§ **EXERCISE DATA**

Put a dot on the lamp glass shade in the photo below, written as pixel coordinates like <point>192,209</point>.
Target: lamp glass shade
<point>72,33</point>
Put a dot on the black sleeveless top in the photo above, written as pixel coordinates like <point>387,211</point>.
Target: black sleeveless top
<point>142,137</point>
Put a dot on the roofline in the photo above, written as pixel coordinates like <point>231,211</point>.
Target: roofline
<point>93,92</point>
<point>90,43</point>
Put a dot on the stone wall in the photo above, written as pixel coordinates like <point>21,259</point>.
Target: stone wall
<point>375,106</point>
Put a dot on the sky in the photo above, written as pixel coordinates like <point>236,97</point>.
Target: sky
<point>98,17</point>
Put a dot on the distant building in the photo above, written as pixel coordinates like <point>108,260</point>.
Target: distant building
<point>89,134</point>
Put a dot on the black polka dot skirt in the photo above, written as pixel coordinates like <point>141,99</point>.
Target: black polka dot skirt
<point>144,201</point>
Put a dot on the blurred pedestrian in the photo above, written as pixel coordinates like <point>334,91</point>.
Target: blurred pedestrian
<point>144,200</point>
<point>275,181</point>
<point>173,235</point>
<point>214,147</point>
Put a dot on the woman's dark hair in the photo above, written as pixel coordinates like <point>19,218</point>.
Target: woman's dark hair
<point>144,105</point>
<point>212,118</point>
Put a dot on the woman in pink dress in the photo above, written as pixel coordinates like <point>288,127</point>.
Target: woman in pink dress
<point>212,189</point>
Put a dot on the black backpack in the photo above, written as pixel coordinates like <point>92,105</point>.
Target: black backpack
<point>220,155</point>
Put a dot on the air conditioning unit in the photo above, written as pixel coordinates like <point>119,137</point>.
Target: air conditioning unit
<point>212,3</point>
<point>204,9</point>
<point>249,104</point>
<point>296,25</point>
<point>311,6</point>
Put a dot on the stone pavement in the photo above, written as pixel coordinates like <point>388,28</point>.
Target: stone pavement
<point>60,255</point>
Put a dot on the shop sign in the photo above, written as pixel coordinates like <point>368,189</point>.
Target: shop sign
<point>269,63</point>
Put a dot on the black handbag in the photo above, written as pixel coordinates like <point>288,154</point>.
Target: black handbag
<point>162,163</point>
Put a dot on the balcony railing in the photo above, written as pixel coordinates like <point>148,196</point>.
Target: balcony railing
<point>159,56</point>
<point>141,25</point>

§ **DIRECTIONS**
Return exactly the lines above from the line that has "Target: sky" through the line that has "Put a dot on the black polka", inclusive, and nothing else.

§ **SOLUTION FOR THIS EXERCISE**
Target: sky
<point>98,17</point>
Put a dot on the distant building in the photo above, written as pixel coordinates like <point>108,260</point>.
Target: distant building
<point>89,134</point>
Put a dot on the black polka dot skirt in the photo above, written as pixel coordinates like <point>141,99</point>.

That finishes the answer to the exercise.